» **OBJECTIVE 1**
Reproduce the Guatemala blog post word for word, between "One thing that" and "cultural context is.", inclusive.
» **OBJECTIVE 2**
Pick up the Guatemala blog post after its final sentence and keep writing it.

[start PASSAGE]

Thursday, February 6, 2014

BECOMING LOCAL... (hay que acostumbrarse, part II)


Almost 4 months have already passed since I arrived here, and more and more I feel like a local… I have been getting used to the different lifestyle, the different pace of my days here in Guatemala. 
But now, a certain anxiousness about my future, my next steps, starts to kick in. Though I am still in an early phase, I can’t help it … and often catch myself bouncing ideas back and forth… hmmmm

It’s somehow complicated to have left a great job and a career and a lifestyle that you had liked (for the most part) and then you need to figure out what else to do. 
Now that I have the opportunity, I want to give myself the freedom to explore all sorts of possibilities … and one of them is (surprisingly?) going back into a similar job in a similar environment. After all, I liked my job before. Or would that be disappointing?
On the other hand, do I have to do something completely different just because I have the opportunity to do so? hmmmmm

These mind games will keep me busy for a while…


Anyway….
They say that after 3-4 months you start to let go of your sub-conscious tourist attitude and start to realize that you actually live in this new place. And that’s when some of the things that are difficult for you to get used to are starting to bother you just a little more… Well, for me I have been very lucky not to encounter too many things that really bother me. Some initial things have been discussed in an earlier post.
As you could hopefully read in my lasts (though not very frequent) posts, I am quite happy about how things have turned out so far. I have met the right people at the right time and somehow, everybody has been very nice to me. I have established a good flow for all my activities (which include sleeeeeeeeping, going to the gym very regularly, working with Ventanas Abiertas as well as worldpossible.org, salsa classes with Nancy, and just enjoying Guatemala).

Here are a few more observations that I have picked up over the last few months. And again, I am not judging, just observing & comparing… ;-)


USTED (formally addressing people)
One thing that has struck me from the very beginning here was how ultra-formal this country is in certain ways of communication.
Many languages know a formal and an informal way of addressing someone. Grammar usually gives a few ideas on how and when to use it, but – as with any language – its use is also depending on where you are and what the social / cultural context is.
Here in Guatemala, the basic understanding is: the formal way to address someone (ie. ‘Usted’) is used, when you want to show respect. So far, so good.

Now, I am used to formally address people I don’t know (both male and female, especially senior people), until the more senior of us offers to move to the informal way of addressing each other. This usually happens pretty quickly and this respect ‘thing’ works in both ways, unless one of the two is a non-adult.
Here in Guate, it is very, VERY common to use the formal ‘usted’ within the family and friends circles as well, for example to show respect to your parents, brothers and sisters, and also children.
So, I have seen married couples that use ‘usted’ between themselves (after 40 years of being a married couple, they are still addressing each other with the formal ‘usted’!!), to their children, grandchildren and the other way around. A 60-year old is easily going to use ‘usted’ to address his/her sister or brother, even after a whole life of being family, but also to address his/her grandchild.

[end PASSAGE]
[start DATASET EXCERPTS]

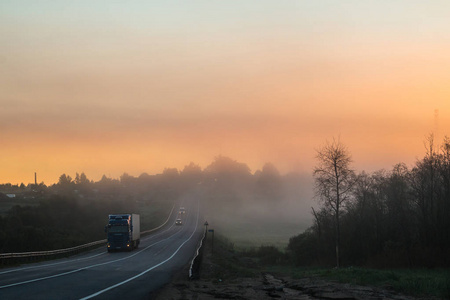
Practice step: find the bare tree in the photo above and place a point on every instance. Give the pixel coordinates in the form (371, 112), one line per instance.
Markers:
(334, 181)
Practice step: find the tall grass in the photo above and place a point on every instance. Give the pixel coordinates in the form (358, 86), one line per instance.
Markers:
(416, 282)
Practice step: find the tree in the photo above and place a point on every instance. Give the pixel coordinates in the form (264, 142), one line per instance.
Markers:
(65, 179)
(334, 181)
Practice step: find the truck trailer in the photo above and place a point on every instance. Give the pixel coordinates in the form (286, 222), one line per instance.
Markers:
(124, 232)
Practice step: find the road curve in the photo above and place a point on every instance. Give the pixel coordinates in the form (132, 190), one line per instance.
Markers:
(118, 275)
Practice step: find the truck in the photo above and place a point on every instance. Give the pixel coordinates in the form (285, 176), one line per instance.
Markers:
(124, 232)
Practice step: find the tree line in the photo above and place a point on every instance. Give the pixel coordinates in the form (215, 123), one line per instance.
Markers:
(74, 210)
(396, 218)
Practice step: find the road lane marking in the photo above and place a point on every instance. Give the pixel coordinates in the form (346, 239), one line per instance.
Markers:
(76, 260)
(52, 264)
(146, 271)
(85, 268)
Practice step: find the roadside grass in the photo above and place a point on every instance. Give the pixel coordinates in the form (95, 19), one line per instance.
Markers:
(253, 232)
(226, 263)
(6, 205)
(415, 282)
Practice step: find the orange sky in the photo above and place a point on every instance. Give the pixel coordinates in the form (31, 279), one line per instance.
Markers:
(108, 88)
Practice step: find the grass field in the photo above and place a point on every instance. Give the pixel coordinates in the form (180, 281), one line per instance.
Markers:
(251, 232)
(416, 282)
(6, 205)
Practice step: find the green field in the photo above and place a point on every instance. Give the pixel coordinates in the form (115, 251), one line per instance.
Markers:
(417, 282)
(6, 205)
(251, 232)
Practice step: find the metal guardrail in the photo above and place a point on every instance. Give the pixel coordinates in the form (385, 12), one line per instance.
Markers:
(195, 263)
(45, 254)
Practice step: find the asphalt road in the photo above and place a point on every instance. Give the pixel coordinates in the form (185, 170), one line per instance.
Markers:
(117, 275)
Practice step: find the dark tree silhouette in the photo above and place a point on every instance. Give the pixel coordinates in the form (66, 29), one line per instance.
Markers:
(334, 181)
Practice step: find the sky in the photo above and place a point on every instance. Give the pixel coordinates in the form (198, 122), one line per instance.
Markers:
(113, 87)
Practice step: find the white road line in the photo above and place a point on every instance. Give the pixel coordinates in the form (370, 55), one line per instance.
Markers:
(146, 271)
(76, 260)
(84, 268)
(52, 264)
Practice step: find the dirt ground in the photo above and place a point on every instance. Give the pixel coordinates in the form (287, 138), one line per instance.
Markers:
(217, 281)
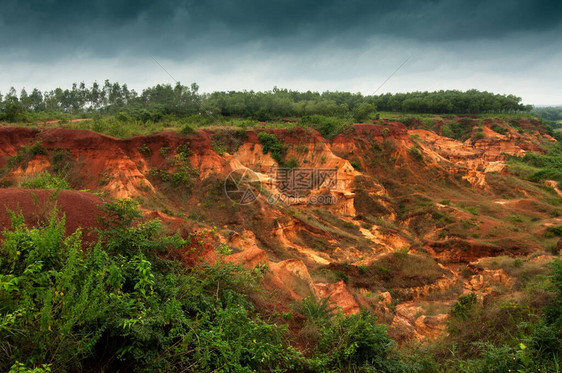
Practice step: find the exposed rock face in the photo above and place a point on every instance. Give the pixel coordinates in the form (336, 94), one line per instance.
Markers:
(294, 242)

[end DATASET EXCERPTS]
[start DATASET EXCERPTS]

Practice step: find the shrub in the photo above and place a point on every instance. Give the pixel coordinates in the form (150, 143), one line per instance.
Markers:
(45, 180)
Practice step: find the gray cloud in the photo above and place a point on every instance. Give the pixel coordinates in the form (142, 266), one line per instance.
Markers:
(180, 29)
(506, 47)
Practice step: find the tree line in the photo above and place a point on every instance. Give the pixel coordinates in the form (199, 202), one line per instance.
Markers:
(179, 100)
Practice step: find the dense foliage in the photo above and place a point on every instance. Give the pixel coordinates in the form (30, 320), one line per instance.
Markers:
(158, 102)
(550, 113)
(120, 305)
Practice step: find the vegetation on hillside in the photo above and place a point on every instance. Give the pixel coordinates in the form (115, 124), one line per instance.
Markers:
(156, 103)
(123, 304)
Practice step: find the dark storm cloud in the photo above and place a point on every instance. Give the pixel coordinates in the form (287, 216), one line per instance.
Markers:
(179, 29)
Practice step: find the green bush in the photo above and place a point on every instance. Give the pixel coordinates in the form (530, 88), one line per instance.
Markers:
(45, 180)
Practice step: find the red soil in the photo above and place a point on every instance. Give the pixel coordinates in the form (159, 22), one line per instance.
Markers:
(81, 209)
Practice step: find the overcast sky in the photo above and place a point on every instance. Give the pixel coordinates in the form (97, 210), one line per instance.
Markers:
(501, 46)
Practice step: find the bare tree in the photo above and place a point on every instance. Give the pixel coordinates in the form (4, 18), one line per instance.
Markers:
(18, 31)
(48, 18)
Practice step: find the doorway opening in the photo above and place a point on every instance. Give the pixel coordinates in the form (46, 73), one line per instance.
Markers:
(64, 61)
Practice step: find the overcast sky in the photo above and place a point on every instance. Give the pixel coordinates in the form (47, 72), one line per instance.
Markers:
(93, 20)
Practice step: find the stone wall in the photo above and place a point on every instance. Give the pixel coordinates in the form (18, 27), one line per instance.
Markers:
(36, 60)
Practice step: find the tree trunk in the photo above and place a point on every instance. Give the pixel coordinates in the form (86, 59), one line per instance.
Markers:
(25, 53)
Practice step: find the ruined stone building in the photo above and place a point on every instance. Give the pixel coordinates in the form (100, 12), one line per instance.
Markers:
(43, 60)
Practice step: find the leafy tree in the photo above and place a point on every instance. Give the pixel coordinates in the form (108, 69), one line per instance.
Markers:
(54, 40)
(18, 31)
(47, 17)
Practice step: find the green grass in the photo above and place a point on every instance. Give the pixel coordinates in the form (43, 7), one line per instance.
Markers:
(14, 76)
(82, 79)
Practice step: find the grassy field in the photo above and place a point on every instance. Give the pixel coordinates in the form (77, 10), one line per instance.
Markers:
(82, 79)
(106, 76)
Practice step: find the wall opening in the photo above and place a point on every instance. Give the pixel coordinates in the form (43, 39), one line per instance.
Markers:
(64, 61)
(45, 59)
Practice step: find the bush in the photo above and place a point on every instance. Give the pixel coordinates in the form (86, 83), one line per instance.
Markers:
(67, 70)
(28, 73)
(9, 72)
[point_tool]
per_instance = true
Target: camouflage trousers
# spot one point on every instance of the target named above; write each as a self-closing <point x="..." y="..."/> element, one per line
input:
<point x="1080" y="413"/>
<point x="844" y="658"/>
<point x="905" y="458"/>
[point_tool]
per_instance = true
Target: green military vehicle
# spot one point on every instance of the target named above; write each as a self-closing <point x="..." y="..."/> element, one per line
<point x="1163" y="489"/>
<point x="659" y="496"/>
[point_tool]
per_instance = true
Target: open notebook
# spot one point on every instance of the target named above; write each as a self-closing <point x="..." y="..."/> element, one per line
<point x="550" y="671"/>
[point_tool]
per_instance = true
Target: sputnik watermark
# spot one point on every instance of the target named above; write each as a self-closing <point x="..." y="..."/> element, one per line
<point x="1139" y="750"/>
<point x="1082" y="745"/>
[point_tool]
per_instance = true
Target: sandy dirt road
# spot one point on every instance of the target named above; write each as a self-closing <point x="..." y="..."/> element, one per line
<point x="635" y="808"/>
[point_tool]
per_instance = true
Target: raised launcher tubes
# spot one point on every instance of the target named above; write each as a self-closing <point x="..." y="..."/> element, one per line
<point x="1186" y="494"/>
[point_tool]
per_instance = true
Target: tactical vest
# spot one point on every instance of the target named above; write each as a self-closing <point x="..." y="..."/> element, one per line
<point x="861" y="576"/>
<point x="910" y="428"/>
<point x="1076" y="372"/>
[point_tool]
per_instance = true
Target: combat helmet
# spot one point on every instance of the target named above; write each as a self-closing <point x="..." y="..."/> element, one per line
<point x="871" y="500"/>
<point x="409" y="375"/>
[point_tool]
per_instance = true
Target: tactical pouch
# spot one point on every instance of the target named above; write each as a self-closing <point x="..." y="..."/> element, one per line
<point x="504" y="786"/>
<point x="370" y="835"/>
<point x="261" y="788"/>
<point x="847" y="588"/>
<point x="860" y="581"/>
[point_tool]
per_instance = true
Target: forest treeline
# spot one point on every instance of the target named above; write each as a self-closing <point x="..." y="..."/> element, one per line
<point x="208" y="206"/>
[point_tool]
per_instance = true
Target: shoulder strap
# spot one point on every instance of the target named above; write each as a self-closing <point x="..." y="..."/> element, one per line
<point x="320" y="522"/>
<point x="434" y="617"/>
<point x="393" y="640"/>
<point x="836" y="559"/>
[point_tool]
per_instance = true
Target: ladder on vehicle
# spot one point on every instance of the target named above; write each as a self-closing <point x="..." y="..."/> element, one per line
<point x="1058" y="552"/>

[end DATASET EXCERPTS]

» **EXPECTED OUTPUT 1**
One thing that has struck me from the very beginning here was how ultra-formal this country is in certain ways of communication.
Many languages know a formal and an informal way of addressing someone. Grammar usually gives a few ideas on how and when to use it, but – as with any language – its use is also depending on where you are and what the social / cultural context is.

» **EXPECTED OUTPUT 2**
Imagine this: It’s very ‘normal’ here that someone will use the informal ‘vos’ (oh, that's a whole other story... :) ) to address the ‘same-sex’ best friend, but will be using ‘usted’ to address his/her husband/boyfriend/wife/girlfriend. If I meet Nancy’s ‘female’ cousin, she will use ‘usted’ to address me. If I meet Nancy’s best friend, she will use ‘usted’ to address me, but her husband, who is addressing Nancy with ‘usted’ too, is addressing me with ‘vos’/’tu’. Complicated. :)
Then again, I have seen (male) teachers address me with ‘tu’ and expecting me to address them with ‘usted’, because they were older, but at the project I work at, if I give math classes to a 7 year old kid, I will address him/her with ‘usted’ just as well. You basically use ‘usted’ with everyone except with your best (same sex) friends, and more so in rural areas! More liberal city families are already using ‘vos’ (‘tu’ is practically not used here) between themselves, but I don’t think I will ever address Nancy’s parents in an informal way like that, even though they certainly address me with ‘vos’. :)

Bottom line is: in Guatemala the use of ‘formal vs informal’ follows a completely different concept. I feel like it has been replaced with some sense of needing to show respect to people and especially so to people within the family. It’s certainly different than how the formal address is used in Europe.
So I have had some very interesting situations, here.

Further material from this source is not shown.